Show, in full, each line of the data that contains "trophy".
╭─ Supplied records
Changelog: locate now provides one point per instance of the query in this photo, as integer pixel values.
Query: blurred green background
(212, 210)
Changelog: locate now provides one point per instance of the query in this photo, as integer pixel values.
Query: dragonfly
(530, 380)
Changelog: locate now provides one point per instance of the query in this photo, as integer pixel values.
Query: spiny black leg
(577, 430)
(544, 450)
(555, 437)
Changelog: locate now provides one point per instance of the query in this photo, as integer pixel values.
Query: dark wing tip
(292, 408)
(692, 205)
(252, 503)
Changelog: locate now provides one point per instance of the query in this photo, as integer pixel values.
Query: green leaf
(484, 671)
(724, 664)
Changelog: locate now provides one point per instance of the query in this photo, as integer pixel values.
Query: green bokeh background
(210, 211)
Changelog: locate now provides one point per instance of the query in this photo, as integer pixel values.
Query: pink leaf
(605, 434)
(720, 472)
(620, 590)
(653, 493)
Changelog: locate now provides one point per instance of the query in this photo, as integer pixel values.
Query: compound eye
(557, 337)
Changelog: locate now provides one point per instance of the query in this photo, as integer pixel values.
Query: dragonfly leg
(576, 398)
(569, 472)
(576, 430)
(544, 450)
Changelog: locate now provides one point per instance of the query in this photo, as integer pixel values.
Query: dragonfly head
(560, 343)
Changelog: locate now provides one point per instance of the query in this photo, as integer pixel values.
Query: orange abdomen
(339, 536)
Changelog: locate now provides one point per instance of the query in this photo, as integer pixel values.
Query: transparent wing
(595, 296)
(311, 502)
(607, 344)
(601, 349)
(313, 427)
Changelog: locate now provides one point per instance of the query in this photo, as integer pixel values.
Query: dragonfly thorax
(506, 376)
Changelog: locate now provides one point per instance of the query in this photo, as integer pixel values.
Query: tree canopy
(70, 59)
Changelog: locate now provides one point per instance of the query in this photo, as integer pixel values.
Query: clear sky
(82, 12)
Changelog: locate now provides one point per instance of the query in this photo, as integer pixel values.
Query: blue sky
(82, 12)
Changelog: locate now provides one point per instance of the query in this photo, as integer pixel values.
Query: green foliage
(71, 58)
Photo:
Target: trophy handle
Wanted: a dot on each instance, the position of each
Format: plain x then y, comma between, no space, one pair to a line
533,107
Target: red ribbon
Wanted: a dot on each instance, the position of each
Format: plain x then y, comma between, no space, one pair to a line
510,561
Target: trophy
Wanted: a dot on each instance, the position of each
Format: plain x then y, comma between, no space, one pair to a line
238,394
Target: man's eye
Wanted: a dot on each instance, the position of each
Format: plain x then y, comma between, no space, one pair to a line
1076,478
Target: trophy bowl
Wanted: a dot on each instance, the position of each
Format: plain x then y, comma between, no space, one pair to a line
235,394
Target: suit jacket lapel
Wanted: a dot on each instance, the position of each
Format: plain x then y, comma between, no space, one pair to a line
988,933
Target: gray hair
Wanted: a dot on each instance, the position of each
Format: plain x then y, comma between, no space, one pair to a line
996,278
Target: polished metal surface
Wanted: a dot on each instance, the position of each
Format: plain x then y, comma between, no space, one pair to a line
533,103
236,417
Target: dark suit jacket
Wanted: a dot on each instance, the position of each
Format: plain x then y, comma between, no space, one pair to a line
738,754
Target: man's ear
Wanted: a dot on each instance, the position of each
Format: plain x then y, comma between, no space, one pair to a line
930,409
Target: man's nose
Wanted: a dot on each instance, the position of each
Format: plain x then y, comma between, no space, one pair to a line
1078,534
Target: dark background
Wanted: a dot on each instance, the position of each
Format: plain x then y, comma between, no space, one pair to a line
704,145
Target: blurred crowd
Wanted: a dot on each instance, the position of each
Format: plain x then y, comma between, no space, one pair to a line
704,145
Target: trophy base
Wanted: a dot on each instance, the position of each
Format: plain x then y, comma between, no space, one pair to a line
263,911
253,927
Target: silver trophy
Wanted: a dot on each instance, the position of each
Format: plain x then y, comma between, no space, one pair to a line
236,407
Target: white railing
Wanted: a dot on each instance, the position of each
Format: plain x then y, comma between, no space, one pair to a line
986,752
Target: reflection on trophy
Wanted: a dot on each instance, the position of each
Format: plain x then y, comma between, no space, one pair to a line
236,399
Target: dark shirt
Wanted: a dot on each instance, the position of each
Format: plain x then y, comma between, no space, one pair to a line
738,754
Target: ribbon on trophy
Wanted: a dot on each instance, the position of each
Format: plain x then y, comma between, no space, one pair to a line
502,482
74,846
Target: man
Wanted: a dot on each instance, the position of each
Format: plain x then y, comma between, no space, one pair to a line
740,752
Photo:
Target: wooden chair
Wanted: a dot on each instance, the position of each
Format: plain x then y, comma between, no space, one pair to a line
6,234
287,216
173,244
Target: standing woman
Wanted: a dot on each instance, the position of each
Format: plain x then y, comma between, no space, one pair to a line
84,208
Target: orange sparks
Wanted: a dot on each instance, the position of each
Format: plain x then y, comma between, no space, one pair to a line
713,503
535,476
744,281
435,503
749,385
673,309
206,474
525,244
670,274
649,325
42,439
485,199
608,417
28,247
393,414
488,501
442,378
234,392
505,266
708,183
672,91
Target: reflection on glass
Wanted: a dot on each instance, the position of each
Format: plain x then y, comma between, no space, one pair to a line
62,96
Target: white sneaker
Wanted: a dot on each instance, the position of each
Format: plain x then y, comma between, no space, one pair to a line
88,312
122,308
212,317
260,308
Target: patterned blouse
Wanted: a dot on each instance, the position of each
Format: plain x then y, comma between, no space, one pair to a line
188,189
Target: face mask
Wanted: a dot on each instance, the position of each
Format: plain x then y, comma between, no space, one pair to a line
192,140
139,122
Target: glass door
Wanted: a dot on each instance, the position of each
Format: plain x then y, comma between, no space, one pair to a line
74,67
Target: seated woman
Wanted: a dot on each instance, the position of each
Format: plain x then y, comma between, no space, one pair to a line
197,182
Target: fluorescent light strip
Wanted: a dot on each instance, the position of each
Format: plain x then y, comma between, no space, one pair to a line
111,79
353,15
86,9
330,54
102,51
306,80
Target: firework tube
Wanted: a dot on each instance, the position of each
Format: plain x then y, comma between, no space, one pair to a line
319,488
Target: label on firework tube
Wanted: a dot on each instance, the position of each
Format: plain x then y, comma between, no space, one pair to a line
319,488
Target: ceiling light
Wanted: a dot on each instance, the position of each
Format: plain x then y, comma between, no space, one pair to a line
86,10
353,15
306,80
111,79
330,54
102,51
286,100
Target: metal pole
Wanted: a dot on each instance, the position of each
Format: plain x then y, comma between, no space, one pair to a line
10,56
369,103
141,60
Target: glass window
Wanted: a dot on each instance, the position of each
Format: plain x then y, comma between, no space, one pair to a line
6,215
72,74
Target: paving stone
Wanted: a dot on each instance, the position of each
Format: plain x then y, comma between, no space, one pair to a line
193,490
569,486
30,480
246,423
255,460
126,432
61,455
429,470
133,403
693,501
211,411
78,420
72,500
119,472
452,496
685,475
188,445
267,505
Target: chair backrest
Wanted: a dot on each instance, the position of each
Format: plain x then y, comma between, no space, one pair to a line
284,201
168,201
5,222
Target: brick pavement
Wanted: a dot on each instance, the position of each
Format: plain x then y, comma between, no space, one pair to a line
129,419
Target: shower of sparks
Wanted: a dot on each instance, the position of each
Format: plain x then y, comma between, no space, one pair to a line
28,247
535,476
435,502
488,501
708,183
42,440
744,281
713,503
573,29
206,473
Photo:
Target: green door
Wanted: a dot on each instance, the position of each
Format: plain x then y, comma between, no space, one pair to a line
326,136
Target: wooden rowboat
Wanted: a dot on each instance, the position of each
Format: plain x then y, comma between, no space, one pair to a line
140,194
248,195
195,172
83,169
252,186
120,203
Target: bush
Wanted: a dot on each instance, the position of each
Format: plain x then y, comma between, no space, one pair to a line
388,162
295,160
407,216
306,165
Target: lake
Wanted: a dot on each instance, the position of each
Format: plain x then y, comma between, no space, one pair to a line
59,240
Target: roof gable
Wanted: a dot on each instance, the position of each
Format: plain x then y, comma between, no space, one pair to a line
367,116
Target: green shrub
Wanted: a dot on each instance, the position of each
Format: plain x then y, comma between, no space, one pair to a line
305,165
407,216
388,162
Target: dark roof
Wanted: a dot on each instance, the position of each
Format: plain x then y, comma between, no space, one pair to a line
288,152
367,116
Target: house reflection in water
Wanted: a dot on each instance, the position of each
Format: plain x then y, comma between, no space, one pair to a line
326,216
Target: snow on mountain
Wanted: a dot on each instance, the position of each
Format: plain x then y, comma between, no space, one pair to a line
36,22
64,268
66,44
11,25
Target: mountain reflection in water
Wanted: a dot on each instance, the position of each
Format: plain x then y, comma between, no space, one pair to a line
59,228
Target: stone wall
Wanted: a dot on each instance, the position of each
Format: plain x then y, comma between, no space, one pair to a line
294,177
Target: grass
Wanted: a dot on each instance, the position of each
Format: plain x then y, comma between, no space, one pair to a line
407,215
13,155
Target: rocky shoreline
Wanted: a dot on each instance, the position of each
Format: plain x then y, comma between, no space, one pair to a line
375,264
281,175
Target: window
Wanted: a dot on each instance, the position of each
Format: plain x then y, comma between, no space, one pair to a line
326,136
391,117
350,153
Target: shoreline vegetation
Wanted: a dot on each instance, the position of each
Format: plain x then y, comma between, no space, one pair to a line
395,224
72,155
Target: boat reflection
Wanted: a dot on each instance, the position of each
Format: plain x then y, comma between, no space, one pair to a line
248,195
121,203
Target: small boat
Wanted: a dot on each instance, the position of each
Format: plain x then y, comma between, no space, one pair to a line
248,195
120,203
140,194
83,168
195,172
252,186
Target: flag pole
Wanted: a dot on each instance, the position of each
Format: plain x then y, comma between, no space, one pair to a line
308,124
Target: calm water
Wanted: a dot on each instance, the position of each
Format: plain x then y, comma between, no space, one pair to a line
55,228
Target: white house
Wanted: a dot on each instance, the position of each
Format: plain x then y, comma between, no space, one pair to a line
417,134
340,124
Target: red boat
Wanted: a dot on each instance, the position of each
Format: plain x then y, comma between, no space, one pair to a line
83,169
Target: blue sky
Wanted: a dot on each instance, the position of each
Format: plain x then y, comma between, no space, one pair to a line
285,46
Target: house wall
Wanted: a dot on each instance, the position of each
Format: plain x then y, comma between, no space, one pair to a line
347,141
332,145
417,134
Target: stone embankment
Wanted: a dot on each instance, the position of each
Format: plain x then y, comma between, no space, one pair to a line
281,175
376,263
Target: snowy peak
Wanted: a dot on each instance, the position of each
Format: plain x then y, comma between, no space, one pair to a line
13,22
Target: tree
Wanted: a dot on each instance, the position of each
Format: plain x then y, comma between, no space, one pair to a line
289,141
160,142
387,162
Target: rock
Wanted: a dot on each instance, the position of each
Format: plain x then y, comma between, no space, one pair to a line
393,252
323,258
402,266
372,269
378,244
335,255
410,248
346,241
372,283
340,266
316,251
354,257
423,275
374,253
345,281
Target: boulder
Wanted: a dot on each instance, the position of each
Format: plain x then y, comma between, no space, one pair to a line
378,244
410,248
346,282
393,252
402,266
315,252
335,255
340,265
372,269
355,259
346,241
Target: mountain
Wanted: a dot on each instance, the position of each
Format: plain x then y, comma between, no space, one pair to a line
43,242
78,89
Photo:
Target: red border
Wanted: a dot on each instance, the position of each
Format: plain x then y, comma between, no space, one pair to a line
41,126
╰─
### Task response
Target: trophy handle
Target: trophy
Target: trophy bowl
Target: trophy base
Target: silver trophy
Target: reflection on trophy
Target: ribbon on trophy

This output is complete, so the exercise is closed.